▸ **Passage provided**
********************

Four years have passed since Bank Indonesia (BI) issued Law No. 7 of 2011 on the Use of Indonesian Currency in Domestic Indonesian Transactions (the Currency Law). BI has now issued BI Regulation No. 17/3/PBI/2015 on 31 March 2015 (PBI 17/3) which explicitly requires parties to use Indonesian Rupiah (IDR) to settle a wide variety of transactions within Indonesia, and clarifies the Currency Law exemptions for international financing and commercial transactions.
Policy Objectives
The new regulation have a clearly stated policy objective to mandate the use of IDR for most domestic transactions, and reduce reliance on foreign currency. Critically, PBI 17/3 not only requires payments to be made in IDR as contemplated by the Currency Law, it also prohibits quotes in foreign currency. Therefore, long-standing practices of quoting USD prices for hotel rooms, rents and professional services (among others) are now prohibited.
The full application of the regulation to cross-border transactions is explored in more detail. However, the new regulation may actually increase currency risk for Indonesian companies that traditionally set prices based on USD or have a significant component of their cost base in foreign currency (or commodities based on international prices). Companies in this position will need to look carefully at their foreign exchange position and see how they can mitigate this risk. The rules do not, however, expressly prohibit “ratchet” mechanisms based on exchange rate movements, and it is possible that many businesses may decide to incorporate these to cap their exchange risk.
The detailed provisions of PBI 17/3 are considered below.
Parties Must Use IDR Within Indonesia, Save For Limited Exceptions
PBI 17/3 obliges parties to use IDR to settle transactions in Indonesia of the following types:
- transactions for payment;
- settlement of other monetary obligations; and/or
- other financial transactions such as IDR bank deposits
except for:
- specified income and expenditure under the state budget, including offshore and onshore loan payments, and issuance of government bonds in foreign currency;
- providing or receiving a grant or gift where one party is based offshore;
- international commercial transactions, including:
- import/export activities, excluding berthing, stevedoring, temporary container stacking and aircraft parking; and
- cross-border service supplies (BI gives the example of online or call centre purchases) and offshore consumption;
- foreign currency bank savings;
- international financing transactions (one of the parties must be domiciled offshore); and
- permissible foreign exchange transactions including banks’ foreign exchange-based business activities, export credit agency activity and government-issued foreign currency securities (both IPO and secondary market) (Exempted Transactions).
PBI 17/3 is effective as of 31 March 2015, and 1 July 2015 for non-cash transactions. This is subject to the limited grandfathering period discussed below.
Requirement To State Prices In IDR
PBI 17/3 also requires parties to state prices in IDR only.

********************

▸ **What to work on**
Pick up the article on Indonesia's rupiah rules right after its last sentence and keep writing it. The data that comes next is separate material and has no connection to the article on Indonesia's rupiah rules.

▸ **Given entries**
********************

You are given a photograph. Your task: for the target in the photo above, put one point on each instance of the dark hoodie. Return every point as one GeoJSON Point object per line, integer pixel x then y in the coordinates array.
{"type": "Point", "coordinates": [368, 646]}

********************

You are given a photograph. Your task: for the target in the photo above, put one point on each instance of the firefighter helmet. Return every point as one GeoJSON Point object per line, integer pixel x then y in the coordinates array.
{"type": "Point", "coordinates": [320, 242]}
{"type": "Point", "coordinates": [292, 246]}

********************

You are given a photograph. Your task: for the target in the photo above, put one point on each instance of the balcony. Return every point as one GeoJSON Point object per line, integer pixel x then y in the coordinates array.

********************

▸ **Output of the exercise**
Applies To Cash And Non-Cash Transactions
The requirement applies not just to cash transactions, but also to non-cash transactions such as electronic transfers and credit card payments. This is a significant change, as previous Ministry of Finance guidance stated that the Currency Law IDR requirements only applied to cash transactions.
Parties May Not Refuse IDR
A party may not refuse to accept IDR for payment except: (i) as agreed in writing; or (ii) on cash transactions if there is doubt about the origin of the IDR (presumably aimed at money laundering).
The exception in (i) is only available for Exempted Transactions and transactions related to strategic infrastructure projects approved by BI.
Grandfathering of transactions made before 1 July 2015
PBI 17/3 grandfathers any arrangement to use foreign currency entered into before 1 July 2015. Such arrangement takes effect “as is” until the termination of the relevant agreement. Any extension or amendment must follow PBI 17/3.
Sanctions
The sanctions for breach of PBI 17/3 differ depending on the nature of the breach.
- Obligation to use IDR for cash transactions or prohibition against refusing IDR – up to one year’s imprisonment, a fine of up to IDR267m, and cancellation of licenses.
- Obligation to use IDR in non-cash transactions (i.e. transfers) – administrative sanctions, namely:
- a written warning;
- fine of one per cent of the transaction value up to a maximum amount of IDR1bn, and/or;
- prevented from using the Indonesian payment system.
- Obligation to state prices in IDR – written warning.
BI is given wide investigatory and audit powers, and can also recommend that any other relevant regulator or authority take action (e.g. revoke the relevant business licence). BI is also given discretionary power to take action to deal with problems encountered by transacting parties with non-cash transactions.
Can Onshore Banks Still Lend In USD?
PBI 17/3 does not explicitly prohibit an onshore bank (including a branch of a foreign bank) from lending foreign currency as part of its banking business, provided that lending is permissible by law. It states that foreign currency loans can still be provided in connection with “export activities and other activities” which potentially covers almost all activities. As for non-bank lending (or other potential transaction using foreign currency), BI opens the possibility under Article 5(c) PBI 17/3, provided that such transaction is permissible by law. However, the loans will have to satisfy separate criteria for BI for onshore lending. Given that the Hedging Regulations apply only to offshore lenders, it is likely that we will see stricter controls on onshore foreign currency lending as well.
Conclusions
PBI 17/3 continues the Government policy of breaking down the dependence on foreign currency and transactions linked to foreign currency in Indonesia.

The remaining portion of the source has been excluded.